• _WRITTEN PROBLEM_: Extract the full set of records, then give each one again exactly.

• _PROVIDED ENTRIES_:
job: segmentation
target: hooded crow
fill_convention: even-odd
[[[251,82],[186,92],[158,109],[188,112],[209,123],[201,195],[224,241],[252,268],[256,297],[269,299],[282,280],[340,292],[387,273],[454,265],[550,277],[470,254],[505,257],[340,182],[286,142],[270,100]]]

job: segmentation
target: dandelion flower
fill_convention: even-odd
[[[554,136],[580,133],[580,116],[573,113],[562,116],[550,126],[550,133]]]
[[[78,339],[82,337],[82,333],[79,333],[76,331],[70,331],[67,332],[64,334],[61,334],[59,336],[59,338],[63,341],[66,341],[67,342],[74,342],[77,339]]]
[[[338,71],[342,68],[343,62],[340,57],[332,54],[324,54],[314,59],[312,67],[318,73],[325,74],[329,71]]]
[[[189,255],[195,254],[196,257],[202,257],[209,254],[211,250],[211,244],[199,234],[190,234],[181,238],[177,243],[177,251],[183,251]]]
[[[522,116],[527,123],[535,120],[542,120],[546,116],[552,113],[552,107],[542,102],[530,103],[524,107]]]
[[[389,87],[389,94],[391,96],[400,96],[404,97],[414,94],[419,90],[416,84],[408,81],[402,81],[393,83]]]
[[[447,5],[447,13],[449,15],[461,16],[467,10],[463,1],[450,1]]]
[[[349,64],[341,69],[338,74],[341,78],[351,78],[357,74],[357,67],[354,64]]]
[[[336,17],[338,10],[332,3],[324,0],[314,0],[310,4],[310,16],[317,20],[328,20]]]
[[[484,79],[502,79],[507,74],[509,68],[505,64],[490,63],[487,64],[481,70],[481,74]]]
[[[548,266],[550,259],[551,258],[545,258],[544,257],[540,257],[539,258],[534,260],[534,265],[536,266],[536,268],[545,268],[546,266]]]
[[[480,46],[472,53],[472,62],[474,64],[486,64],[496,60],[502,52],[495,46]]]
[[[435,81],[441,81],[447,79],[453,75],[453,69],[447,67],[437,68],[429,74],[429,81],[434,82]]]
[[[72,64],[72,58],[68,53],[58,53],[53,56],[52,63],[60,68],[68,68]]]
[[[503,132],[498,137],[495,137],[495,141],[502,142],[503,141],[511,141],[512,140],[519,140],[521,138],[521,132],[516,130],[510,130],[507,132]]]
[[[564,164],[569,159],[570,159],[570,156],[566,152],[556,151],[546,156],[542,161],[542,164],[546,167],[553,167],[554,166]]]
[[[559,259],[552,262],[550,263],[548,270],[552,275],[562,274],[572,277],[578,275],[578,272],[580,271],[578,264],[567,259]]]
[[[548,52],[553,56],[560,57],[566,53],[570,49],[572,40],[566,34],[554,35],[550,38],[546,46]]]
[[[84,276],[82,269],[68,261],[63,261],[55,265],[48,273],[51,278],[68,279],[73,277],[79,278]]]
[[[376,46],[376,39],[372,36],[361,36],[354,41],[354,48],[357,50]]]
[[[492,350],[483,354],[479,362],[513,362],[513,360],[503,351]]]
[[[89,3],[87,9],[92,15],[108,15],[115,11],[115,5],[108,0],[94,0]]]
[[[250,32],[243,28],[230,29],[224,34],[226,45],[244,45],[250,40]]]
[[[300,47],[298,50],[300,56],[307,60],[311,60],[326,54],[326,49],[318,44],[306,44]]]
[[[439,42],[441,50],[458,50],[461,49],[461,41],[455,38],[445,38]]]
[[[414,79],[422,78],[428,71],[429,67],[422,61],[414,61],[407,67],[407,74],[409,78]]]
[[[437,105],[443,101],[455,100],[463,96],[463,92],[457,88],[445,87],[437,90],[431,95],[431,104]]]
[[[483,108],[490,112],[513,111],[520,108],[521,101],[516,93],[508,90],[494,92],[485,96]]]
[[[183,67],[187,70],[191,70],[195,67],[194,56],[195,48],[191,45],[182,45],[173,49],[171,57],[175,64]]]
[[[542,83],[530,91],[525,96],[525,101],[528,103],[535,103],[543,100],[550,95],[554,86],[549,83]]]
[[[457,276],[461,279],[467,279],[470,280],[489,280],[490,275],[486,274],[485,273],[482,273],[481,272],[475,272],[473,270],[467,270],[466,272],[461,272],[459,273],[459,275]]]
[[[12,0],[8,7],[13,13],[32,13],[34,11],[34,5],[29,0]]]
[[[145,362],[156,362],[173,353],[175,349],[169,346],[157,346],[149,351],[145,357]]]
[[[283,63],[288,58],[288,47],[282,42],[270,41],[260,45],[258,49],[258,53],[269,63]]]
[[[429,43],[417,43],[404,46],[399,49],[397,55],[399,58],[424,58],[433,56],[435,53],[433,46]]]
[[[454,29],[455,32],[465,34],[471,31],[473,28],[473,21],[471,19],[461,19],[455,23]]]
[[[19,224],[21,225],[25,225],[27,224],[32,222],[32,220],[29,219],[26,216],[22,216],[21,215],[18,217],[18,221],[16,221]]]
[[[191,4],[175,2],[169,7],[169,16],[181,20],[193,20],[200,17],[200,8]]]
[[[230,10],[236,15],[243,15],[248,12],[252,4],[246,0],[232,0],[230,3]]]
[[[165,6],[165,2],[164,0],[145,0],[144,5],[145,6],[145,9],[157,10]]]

• _SOLUTION BELOW_:
job: segmentation
target: hooded crow
fill_convention: even-odd
[[[251,82],[186,92],[158,109],[188,112],[209,123],[201,195],[224,241],[252,268],[256,297],[269,299],[282,280],[340,292],[387,273],[454,265],[550,277],[470,254],[505,257],[340,182],[286,142],[270,100]]]

job: segmentation
target: dandelion flower
fill_convention: even-odd
[[[554,136],[580,133],[580,116],[573,113],[562,116],[550,126],[550,133]]]
[[[78,339],[82,337],[82,333],[79,333],[76,331],[70,331],[67,332],[64,334],[61,334],[59,336],[59,338],[63,341],[66,341],[67,342],[74,342],[77,339]]]
[[[338,71],[342,68],[343,62],[340,57],[332,54],[324,54],[314,59],[312,67],[318,73],[325,74],[329,71]]]
[[[189,255],[195,254],[196,257],[202,257],[209,254],[211,250],[211,244],[199,234],[190,234],[181,238],[177,243],[177,251],[183,251]]]
[[[522,116],[527,123],[535,120],[542,120],[546,116],[552,113],[552,107],[542,102],[530,103],[524,107]]]
[[[389,87],[389,94],[391,96],[400,96],[404,97],[414,94],[419,90],[416,84],[408,81],[402,81],[393,83]]]
[[[447,5],[447,13],[449,15],[461,16],[467,10],[463,1],[450,1]]]
[[[349,64],[341,69],[338,74],[341,78],[351,78],[357,74],[357,67],[354,64]]]
[[[336,17],[338,10],[332,3],[324,0],[314,0],[310,4],[310,16],[317,20],[328,20]]]
[[[484,79],[502,79],[507,74],[509,68],[505,64],[490,63],[487,64],[481,70],[481,74]]]
[[[548,266],[550,259],[551,258],[545,258],[544,257],[540,257],[539,258],[534,260],[534,265],[536,266],[536,268],[545,268],[546,266]]]
[[[480,46],[472,53],[472,62],[474,64],[486,64],[496,60],[502,52],[495,46]]]
[[[435,81],[441,81],[447,79],[453,75],[453,69],[447,67],[437,68],[429,74],[429,81],[434,82]]]
[[[72,64],[72,58],[68,53],[58,53],[53,56],[52,63],[60,68],[68,68]]]
[[[503,132],[498,137],[495,137],[495,141],[502,142],[503,141],[511,141],[512,140],[519,140],[521,138],[521,132],[516,130],[510,130],[507,132]]]
[[[564,164],[569,159],[570,159],[570,156],[566,152],[556,151],[546,156],[542,161],[542,164],[546,167],[553,167],[554,166]]]
[[[559,259],[552,262],[550,263],[548,270],[552,275],[562,274],[572,277],[578,275],[578,272],[580,271],[578,264],[567,259]]]
[[[548,52],[553,56],[560,57],[566,53],[570,49],[572,40],[566,34],[554,35],[550,38],[546,46]]]
[[[84,276],[82,269],[68,261],[63,261],[55,265],[48,273],[51,278],[68,279],[73,277],[79,278]]]
[[[376,46],[376,39],[372,36],[361,36],[354,41],[354,48],[357,50]]]
[[[492,350],[483,354],[479,362],[513,362],[513,360],[503,351]]]
[[[89,3],[87,9],[92,15],[108,15],[115,11],[115,5],[108,0],[94,0]]]
[[[250,32],[243,28],[230,29],[224,34],[226,45],[244,45],[250,40]]]
[[[300,47],[298,50],[300,56],[307,60],[311,60],[326,54],[326,49],[318,44],[306,44]]]
[[[439,42],[441,50],[458,50],[461,49],[461,41],[455,38],[445,38]]]
[[[414,79],[422,78],[428,71],[429,67],[422,61],[414,61],[407,67],[407,74],[409,78]]]
[[[437,105],[443,101],[455,100],[463,96],[463,92],[457,88],[445,87],[437,90],[431,95],[431,104]]]
[[[483,108],[490,112],[513,111],[520,108],[521,101],[516,93],[508,90],[494,92],[485,96]]]
[[[183,67],[187,70],[191,70],[195,67],[194,56],[195,48],[191,45],[182,45],[173,49],[171,57],[175,64]]]
[[[542,83],[530,91],[525,96],[525,101],[528,103],[535,103],[543,100],[550,95],[554,86],[549,83]]]
[[[457,276],[461,279],[467,279],[470,280],[489,280],[490,275],[486,274],[485,273],[482,273],[481,272],[475,272],[473,270],[467,270],[466,272],[461,272],[459,273],[459,275]]]
[[[12,0],[8,7],[13,13],[32,13],[34,11],[34,5],[29,0]]]
[[[145,362],[156,362],[173,353],[175,349],[169,346],[157,346],[149,351],[145,357]]]
[[[283,63],[288,58],[288,47],[282,42],[270,41],[260,45],[258,49],[258,53],[269,63]]]
[[[429,43],[417,43],[404,46],[399,49],[397,55],[399,58],[424,58],[433,56],[435,53],[433,46]]]
[[[454,29],[455,32],[465,34],[471,31],[473,28],[473,21],[471,19],[461,19],[455,23]]]
[[[19,224],[21,225],[25,225],[27,224],[32,222],[32,220],[29,219],[26,216],[22,216],[21,215],[18,217],[18,221],[16,221]]]
[[[191,4],[175,2],[169,7],[169,16],[181,20],[193,20],[200,17],[200,8]]]
[[[230,10],[236,15],[243,15],[248,12],[252,4],[246,0],[232,0],[230,3]]]
[[[165,6],[165,2],[164,0],[145,0],[144,5],[145,6],[145,9],[157,10]]]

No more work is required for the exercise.